Norwalk virus outbreak suspected at care centers
An outbreak of vomiting and diarrhea in Medford makes public health officials think the Norwalk virus has surfaced again in Southern Oregon.
Waterford at Three Fountains and Barnett Woods Retirement Living contacted public health officials after residents fell ill, said Jackson Baures, an environmental health specialist for Jackson County.
Baures said stool samples have been sent to state laboratories to determine the origin of the illness, but the symptoms are consistent with the Norwalk virus. He said five to 10 people have been reported ill at Waterford, a nursing home with about 130 beds, and two people who live at Barnett Woods were ill enough to require hospitalization.
Barnett Woods is an over-55 community with 74 individual apartments.
Keri Wambolt, Barnett Woods' executive director, said it's hard to tell how many people fell ill because residents live in individual apartments and come and go at will. She said no new cases have surfaced at Barnett Woods since Tuesday.
— Helen Smith, executive director at Waterford, said one wing of the nursing home had been closed to protect other residents and no new patients would be admitted until there were no new cases for three days.
The Norwalk virus is named for the town in Ohio where it was first isolated in 1972. Small amounts of the virus are frequently present in the general environment, and it spreads easily, especially in places where people live in close quarters, such as nursing homes.
Controlling it is difficult, Baures said, because by the time you realize your facility has it, you could have had lots of people exposed.
People must ingest the virus to contract it, but as few as 10 to 20 particles of virus can cause infection. Research suggests the virus can survive on undisinfected surfaces for as long as a week. Baures said someone could conceivably pick up enough virus to become ill by touching an infected doorknob and then eating with that hand.

**Recorded information**
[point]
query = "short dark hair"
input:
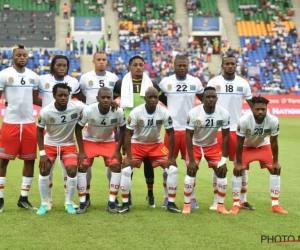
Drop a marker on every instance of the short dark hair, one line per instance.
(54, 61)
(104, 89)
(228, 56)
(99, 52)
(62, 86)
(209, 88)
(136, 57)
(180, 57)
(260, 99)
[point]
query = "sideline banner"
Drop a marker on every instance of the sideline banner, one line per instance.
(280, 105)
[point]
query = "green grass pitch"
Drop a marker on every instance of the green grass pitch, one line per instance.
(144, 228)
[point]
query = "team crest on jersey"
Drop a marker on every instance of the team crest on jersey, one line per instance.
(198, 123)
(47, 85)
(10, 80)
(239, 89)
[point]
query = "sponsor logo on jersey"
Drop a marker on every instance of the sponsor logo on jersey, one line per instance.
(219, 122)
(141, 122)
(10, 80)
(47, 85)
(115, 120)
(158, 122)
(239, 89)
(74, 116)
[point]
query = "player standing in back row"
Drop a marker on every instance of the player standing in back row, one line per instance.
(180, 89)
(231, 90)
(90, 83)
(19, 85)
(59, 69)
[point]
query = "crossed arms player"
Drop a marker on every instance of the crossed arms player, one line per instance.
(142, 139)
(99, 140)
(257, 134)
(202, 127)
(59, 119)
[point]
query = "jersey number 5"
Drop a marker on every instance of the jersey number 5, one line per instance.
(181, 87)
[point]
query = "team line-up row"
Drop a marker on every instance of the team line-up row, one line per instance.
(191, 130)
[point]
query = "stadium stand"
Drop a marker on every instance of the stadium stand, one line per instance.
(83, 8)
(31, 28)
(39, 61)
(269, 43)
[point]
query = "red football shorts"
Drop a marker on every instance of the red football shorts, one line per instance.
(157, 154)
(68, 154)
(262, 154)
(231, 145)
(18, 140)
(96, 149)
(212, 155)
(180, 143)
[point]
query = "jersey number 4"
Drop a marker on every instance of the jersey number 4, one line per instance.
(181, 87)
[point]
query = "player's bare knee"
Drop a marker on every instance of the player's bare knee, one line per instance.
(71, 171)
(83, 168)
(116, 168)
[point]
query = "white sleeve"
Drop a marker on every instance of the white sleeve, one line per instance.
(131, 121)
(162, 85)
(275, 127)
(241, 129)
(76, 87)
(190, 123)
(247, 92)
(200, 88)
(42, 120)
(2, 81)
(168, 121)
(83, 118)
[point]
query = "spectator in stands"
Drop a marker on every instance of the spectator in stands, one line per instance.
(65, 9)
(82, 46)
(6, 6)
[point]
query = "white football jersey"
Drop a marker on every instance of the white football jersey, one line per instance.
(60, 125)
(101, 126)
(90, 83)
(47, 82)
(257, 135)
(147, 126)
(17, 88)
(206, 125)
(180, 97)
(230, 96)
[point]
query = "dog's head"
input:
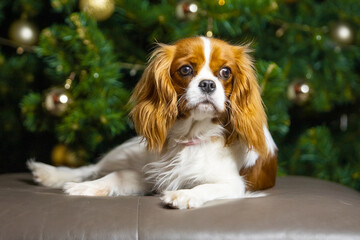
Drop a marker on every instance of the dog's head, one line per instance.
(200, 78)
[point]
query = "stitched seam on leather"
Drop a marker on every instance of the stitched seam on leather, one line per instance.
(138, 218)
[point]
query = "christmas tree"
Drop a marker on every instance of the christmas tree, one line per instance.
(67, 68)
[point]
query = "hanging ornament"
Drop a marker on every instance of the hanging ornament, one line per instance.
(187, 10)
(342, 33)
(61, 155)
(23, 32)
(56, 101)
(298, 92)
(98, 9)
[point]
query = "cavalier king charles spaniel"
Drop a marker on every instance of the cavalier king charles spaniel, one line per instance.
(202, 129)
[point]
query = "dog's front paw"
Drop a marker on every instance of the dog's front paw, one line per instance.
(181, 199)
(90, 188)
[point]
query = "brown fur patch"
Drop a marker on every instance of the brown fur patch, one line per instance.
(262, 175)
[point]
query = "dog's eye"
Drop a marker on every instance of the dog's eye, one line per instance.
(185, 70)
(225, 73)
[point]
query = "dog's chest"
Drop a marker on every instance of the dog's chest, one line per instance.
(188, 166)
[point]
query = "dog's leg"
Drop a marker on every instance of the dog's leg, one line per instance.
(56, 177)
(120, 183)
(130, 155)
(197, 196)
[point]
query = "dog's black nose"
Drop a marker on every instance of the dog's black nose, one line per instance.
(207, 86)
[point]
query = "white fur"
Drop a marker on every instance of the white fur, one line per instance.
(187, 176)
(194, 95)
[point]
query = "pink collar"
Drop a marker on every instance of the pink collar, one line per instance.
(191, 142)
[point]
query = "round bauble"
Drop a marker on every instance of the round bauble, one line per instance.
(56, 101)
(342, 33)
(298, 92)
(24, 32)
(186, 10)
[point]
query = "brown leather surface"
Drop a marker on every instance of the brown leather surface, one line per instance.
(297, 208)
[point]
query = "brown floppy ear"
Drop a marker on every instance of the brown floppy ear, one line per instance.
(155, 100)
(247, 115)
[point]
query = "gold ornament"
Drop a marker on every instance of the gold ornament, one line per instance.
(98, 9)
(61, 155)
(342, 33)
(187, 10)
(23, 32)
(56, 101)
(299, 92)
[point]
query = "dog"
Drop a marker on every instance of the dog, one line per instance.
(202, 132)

--

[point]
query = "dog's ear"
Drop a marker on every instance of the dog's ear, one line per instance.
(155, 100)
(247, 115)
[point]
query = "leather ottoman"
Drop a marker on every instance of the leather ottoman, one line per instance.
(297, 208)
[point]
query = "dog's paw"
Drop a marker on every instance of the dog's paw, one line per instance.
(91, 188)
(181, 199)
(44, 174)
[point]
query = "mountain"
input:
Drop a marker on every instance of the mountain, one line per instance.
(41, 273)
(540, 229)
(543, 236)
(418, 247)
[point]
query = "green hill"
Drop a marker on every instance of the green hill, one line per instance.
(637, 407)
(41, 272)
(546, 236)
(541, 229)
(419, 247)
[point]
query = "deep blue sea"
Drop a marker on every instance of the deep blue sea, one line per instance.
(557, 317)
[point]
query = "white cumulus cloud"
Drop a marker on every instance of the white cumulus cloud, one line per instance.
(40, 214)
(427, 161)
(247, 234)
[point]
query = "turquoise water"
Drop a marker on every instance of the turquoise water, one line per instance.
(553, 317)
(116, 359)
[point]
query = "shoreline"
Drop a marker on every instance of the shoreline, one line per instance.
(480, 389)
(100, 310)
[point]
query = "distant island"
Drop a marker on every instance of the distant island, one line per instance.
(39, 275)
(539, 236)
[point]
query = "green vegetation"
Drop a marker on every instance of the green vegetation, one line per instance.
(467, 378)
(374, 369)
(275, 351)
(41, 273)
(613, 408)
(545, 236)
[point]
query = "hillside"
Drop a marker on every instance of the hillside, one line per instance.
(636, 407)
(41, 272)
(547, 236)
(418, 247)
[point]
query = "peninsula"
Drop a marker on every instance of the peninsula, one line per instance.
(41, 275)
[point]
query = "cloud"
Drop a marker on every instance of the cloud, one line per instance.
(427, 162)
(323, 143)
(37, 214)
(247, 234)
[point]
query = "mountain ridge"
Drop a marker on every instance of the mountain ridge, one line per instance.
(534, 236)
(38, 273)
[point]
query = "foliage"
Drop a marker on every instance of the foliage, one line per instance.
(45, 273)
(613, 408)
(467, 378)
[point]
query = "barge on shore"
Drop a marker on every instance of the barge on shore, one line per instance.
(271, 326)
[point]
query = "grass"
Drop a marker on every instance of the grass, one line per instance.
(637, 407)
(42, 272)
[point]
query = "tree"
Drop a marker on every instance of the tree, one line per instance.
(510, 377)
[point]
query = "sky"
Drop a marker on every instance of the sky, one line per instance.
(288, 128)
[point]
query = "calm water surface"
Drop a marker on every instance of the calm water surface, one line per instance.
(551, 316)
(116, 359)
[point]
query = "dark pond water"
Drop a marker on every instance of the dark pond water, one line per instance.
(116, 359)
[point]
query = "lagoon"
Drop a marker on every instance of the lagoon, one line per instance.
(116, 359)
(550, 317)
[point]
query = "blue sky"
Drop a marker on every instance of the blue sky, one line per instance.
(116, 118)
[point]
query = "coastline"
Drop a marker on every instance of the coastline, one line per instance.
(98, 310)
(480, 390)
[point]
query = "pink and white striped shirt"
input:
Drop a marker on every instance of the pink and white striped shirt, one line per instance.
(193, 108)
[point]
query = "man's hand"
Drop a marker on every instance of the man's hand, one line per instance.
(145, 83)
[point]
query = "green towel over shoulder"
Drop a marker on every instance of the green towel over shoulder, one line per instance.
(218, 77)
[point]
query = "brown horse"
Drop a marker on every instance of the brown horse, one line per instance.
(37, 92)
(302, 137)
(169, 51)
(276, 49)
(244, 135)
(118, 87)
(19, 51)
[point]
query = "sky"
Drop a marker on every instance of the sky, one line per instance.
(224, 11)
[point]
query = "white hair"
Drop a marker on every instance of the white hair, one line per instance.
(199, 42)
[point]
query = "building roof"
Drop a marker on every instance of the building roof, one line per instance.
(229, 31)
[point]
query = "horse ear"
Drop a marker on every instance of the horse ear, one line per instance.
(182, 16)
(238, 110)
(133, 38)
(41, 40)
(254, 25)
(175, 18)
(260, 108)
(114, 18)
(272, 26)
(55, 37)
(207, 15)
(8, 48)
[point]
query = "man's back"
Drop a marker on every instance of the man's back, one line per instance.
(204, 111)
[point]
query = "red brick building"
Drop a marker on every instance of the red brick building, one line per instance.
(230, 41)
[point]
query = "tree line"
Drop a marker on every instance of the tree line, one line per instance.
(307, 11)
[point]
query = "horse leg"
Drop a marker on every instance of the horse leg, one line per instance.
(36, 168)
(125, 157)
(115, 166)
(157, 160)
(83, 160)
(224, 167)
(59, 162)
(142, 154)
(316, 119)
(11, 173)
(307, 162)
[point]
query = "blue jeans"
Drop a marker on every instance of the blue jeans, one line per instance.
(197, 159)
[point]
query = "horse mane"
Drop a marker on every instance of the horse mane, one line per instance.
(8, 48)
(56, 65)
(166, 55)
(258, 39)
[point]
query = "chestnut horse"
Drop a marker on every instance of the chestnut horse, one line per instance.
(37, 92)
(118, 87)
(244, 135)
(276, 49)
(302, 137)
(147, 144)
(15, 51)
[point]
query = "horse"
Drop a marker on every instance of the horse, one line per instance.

...

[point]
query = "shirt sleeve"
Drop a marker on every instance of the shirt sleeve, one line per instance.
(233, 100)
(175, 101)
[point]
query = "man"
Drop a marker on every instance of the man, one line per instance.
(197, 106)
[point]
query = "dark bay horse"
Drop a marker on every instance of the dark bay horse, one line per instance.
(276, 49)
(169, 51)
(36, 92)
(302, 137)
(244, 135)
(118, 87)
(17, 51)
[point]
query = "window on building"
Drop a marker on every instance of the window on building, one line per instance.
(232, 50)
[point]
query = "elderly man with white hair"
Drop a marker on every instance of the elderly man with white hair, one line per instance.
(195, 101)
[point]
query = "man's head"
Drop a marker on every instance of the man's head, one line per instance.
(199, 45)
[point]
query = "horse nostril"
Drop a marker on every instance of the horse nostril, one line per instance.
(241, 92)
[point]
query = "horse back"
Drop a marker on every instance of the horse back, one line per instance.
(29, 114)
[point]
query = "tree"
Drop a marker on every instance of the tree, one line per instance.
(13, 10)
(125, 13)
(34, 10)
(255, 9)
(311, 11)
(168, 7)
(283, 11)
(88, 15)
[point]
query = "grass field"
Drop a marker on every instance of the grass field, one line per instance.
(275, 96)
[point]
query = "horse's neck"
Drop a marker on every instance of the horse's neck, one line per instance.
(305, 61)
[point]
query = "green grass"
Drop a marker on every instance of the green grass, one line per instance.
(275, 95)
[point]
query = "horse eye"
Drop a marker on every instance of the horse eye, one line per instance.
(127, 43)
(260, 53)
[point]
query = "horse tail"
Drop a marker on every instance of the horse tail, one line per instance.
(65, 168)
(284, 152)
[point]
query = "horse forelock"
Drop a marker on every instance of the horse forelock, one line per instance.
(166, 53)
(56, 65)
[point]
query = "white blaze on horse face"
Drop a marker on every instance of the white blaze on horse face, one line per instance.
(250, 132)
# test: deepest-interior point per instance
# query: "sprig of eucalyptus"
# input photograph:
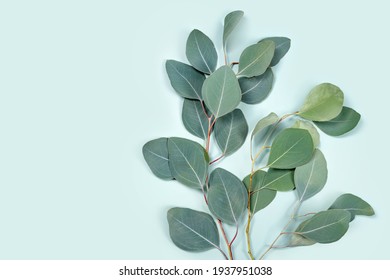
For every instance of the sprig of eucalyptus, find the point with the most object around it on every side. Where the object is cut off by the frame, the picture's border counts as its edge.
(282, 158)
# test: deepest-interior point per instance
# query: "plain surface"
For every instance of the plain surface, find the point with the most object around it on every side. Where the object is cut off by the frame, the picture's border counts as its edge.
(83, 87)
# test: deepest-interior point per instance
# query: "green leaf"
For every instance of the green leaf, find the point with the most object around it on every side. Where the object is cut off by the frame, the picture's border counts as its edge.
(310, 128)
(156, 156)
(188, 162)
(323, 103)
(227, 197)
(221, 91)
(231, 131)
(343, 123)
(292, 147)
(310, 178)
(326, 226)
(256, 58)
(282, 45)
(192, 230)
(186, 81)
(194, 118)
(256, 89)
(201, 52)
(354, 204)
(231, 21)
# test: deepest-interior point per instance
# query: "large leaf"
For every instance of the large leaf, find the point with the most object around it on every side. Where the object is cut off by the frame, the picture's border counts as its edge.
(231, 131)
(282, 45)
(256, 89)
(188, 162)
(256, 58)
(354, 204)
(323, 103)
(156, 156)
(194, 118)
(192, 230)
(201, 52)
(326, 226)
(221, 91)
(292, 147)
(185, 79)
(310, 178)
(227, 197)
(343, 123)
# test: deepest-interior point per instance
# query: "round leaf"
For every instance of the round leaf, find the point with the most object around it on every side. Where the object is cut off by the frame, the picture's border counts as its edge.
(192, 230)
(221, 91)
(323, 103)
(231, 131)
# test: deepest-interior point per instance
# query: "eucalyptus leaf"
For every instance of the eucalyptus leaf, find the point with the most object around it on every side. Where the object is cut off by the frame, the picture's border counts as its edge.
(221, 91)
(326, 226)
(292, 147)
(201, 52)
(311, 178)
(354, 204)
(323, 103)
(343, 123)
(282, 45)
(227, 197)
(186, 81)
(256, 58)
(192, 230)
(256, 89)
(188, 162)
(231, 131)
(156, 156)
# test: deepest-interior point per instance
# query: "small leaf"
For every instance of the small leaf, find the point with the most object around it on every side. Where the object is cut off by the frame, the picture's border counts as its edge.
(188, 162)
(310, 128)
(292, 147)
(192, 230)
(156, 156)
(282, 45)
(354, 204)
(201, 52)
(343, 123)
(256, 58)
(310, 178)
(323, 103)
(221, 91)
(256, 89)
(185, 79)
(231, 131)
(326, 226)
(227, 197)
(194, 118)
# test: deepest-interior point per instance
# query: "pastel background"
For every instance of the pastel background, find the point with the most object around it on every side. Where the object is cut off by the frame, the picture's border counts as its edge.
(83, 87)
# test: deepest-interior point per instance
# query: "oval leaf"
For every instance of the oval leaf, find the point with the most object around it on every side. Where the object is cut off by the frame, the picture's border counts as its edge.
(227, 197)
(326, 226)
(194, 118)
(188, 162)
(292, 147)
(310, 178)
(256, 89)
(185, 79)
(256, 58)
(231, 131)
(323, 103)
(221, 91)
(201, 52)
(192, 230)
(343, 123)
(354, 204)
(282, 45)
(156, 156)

**Task 1**
According to the article on the Norwalk virus outbreak, in what year was the virus first isolated?
**Task 2**
Carry the article on the Norwalk virus outbreak forward from its last sentence.
The lines are separate material and form no part of the article on the Norwalk virus outbreak.

**Exercise answer 1**
1972

**Exercise answer 2**
One reason it's so difficult to control is because it's so difficult to control human behaviors, he said.
The virus can be killed with a strong bleach solution (1 cup of bleach to 10 cups of water). When an outbreak occurs, Jackson County recommends care givers wear gloves, masks and gowns to protect them from exposure.
That's what staff has been doing at Waterford, Smith said. Our primary concern is for the safety of our residents.
People sometimes call Norwalk the 24-hour stomach flu, because symptoms usually pass quickly. In severe cases, it can be life-threatening for people who are frail or have other medical problems.
Baures noted that the virus has surfaced in Jackson County several times during the past few years. In February 2004 several hundred people were sick when the virus spread through several nursing care centers in Medford and Ashland. It surfaced twice in 2003 ' in Medford in January and in Eagle Point in November .
Baures said many cases go unreported, especially those that occur in homes. Health care facilities are required to report any outbreak of disease, but that can be difficult to define in a population where everyone has a number of health problems.
It's good of them to let us know (when they have an outbreak), Baures said, even though it sometimes brings them bad publicity.